Stated goal :: Gather every line in the data records below that contains the word "light", and copy each one.

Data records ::
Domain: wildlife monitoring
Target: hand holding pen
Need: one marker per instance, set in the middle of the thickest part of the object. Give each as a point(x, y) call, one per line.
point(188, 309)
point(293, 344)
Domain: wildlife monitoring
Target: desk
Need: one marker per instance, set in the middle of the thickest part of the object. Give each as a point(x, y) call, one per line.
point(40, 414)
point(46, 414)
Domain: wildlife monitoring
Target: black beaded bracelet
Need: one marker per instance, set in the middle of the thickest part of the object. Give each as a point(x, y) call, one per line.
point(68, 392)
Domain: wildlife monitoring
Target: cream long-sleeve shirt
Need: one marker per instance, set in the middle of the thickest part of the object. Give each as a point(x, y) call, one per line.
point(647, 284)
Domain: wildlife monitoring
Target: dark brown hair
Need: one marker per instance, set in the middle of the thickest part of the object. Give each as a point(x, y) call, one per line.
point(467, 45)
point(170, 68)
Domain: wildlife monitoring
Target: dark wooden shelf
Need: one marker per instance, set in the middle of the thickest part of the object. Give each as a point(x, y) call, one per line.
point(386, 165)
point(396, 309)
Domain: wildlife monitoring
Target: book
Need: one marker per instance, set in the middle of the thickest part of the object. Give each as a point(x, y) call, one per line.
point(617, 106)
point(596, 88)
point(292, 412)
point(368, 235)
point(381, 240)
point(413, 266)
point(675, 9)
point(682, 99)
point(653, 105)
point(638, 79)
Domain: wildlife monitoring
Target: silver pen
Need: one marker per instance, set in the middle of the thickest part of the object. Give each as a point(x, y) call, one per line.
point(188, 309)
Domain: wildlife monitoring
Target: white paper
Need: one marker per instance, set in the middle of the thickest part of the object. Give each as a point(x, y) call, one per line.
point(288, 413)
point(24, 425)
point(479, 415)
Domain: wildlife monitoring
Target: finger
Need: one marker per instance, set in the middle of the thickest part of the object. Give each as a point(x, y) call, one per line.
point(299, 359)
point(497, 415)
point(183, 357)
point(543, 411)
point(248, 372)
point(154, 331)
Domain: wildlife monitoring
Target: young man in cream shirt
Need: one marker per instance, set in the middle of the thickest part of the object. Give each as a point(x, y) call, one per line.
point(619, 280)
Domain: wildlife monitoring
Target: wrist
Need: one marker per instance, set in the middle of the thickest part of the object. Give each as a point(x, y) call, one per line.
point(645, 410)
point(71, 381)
* * *
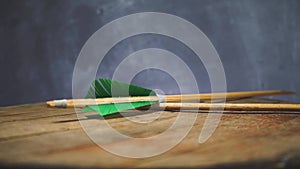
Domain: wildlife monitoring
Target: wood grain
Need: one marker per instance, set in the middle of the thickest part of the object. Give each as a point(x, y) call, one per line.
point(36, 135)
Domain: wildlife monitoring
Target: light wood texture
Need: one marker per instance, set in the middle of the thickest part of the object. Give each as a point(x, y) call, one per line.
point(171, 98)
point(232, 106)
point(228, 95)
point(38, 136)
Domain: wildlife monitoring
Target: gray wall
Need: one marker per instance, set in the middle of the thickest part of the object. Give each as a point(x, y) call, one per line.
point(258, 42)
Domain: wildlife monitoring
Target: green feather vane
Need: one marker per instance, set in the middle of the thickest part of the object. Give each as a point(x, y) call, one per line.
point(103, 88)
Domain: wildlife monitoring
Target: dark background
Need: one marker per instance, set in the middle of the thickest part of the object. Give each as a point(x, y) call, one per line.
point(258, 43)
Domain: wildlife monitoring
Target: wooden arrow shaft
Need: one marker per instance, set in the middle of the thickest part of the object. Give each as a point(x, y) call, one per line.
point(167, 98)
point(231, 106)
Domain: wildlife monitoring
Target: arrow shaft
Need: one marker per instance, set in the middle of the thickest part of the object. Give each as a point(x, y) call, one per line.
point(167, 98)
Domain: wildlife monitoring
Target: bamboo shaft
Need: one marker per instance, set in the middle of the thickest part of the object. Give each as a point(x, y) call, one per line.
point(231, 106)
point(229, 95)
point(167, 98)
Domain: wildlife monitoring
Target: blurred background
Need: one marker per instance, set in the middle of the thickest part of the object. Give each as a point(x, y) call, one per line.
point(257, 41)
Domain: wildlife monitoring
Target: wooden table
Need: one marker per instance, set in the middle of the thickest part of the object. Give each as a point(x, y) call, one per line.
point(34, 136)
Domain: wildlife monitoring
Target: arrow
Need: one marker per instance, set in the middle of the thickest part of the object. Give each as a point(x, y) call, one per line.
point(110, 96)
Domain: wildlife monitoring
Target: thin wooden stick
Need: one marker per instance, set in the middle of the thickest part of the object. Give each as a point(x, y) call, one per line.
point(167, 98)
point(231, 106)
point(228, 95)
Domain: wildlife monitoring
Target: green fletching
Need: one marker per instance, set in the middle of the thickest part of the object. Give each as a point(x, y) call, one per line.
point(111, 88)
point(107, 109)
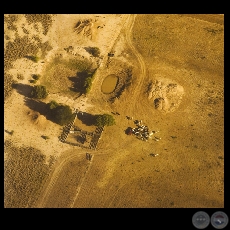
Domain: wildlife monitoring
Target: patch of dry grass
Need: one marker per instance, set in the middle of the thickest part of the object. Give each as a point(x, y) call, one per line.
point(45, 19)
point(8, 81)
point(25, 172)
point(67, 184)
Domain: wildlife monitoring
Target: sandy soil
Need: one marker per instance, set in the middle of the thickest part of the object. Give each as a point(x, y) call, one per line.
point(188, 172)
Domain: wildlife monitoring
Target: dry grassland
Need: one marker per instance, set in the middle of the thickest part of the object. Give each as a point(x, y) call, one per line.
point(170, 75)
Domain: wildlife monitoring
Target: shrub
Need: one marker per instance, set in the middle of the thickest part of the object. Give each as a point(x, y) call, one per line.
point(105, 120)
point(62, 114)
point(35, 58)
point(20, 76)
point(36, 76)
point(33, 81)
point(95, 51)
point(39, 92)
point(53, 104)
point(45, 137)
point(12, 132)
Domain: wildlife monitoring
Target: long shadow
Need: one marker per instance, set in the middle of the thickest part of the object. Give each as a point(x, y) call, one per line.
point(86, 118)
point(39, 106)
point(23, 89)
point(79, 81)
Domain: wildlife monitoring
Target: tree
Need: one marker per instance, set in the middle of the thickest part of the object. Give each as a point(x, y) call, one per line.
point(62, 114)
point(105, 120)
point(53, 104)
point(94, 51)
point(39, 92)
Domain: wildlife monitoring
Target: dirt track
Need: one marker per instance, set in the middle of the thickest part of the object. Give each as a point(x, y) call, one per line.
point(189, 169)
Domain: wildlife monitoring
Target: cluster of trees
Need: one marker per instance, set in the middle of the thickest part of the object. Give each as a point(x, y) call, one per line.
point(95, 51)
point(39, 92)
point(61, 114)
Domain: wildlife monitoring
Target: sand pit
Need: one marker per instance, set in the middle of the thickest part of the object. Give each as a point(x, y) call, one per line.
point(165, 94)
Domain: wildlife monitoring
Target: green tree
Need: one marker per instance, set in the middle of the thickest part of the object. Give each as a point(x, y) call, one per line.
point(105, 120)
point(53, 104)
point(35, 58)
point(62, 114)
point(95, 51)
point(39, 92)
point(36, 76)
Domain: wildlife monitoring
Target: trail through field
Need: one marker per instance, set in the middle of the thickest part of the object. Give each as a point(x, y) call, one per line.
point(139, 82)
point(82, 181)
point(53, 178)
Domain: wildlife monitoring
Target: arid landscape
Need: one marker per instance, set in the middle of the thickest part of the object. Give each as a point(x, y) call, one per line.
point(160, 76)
--
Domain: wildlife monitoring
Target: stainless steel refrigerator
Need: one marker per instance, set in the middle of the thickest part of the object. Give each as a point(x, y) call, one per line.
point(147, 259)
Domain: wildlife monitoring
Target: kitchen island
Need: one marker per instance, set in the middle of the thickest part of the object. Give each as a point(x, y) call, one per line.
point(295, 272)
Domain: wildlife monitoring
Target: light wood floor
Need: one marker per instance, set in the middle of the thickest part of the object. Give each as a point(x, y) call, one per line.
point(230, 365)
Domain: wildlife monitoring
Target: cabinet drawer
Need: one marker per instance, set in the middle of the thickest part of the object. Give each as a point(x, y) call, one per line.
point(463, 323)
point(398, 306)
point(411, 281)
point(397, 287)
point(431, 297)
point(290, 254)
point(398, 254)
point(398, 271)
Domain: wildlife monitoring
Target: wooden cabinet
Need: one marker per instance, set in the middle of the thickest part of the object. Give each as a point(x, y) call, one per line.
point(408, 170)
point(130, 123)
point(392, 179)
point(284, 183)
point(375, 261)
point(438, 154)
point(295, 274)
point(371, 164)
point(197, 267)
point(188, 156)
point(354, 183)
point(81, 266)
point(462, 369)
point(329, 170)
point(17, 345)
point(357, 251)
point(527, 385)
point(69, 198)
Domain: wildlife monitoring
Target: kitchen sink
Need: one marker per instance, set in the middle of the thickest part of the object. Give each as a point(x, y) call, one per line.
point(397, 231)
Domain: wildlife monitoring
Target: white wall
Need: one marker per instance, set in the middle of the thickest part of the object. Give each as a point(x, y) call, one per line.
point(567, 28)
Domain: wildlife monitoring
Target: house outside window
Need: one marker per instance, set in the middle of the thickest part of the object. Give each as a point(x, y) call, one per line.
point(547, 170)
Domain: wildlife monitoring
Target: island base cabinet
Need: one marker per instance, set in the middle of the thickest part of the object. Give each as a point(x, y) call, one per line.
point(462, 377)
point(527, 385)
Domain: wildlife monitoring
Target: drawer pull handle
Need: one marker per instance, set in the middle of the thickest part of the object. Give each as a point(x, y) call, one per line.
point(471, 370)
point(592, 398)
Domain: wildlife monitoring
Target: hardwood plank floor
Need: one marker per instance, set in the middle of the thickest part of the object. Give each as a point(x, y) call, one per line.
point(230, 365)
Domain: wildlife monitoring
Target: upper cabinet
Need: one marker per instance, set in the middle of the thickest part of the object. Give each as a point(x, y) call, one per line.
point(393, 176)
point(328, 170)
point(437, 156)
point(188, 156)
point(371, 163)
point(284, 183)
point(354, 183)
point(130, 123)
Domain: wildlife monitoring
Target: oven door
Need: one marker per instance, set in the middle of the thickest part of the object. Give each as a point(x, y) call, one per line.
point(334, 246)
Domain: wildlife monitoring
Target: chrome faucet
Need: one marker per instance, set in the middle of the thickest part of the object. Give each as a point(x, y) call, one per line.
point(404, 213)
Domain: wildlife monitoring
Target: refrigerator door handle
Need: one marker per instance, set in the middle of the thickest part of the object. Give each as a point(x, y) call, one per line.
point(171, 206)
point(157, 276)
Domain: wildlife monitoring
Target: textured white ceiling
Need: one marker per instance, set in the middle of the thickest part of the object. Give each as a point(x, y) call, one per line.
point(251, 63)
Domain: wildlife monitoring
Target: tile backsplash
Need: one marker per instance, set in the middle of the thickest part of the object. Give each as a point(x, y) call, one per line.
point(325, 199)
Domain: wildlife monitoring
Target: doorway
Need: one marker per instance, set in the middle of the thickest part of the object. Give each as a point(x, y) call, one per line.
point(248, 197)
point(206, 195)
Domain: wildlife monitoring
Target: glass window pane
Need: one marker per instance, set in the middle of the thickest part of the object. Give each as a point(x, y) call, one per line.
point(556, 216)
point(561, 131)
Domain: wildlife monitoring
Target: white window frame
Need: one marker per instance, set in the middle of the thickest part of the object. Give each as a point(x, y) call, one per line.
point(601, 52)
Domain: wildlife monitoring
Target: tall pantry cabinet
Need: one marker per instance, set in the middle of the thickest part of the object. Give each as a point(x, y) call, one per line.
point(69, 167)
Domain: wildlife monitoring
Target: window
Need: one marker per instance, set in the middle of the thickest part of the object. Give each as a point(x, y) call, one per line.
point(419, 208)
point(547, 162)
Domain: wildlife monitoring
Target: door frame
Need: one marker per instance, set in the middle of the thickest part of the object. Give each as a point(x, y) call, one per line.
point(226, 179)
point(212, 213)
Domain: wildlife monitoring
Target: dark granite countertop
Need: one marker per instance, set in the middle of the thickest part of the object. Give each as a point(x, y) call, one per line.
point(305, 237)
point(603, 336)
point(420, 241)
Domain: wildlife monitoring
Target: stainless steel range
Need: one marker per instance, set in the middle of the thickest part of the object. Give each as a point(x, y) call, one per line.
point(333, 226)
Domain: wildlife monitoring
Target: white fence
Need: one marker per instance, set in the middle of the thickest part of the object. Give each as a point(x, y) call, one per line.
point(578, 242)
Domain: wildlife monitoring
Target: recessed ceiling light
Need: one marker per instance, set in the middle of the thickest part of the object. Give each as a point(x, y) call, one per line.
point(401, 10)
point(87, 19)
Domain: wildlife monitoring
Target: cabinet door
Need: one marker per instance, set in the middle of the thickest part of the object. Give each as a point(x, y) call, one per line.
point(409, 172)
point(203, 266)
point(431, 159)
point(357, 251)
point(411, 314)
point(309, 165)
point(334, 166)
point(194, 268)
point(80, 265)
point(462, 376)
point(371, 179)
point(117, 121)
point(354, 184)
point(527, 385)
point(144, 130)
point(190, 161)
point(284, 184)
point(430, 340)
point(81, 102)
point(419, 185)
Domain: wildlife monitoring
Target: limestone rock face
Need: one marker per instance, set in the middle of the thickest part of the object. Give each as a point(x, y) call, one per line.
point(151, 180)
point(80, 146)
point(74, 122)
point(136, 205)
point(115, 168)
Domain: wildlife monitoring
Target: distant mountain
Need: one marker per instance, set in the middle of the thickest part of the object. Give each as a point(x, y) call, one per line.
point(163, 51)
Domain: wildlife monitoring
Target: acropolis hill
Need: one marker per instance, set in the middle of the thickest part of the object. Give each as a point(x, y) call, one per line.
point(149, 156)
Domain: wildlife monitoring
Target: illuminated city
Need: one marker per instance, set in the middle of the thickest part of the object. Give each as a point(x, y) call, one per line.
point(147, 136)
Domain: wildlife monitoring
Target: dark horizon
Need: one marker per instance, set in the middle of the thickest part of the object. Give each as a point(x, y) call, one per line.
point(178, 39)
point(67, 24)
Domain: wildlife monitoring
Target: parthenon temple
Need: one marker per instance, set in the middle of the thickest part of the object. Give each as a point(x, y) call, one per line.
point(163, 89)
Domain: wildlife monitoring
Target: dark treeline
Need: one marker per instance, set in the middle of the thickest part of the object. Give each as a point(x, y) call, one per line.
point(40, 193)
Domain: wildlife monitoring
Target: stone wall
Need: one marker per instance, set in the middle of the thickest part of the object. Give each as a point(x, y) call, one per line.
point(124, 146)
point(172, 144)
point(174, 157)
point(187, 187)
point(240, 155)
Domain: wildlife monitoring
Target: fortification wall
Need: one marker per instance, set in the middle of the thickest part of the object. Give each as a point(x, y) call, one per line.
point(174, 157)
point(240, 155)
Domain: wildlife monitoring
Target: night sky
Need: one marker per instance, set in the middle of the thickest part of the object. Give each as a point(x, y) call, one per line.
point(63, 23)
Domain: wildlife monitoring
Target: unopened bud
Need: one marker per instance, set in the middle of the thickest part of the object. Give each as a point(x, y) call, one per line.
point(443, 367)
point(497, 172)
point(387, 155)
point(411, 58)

Exercise answer ::
Target: light wood texture
Target: light wood floor
Target: recessed ceiling light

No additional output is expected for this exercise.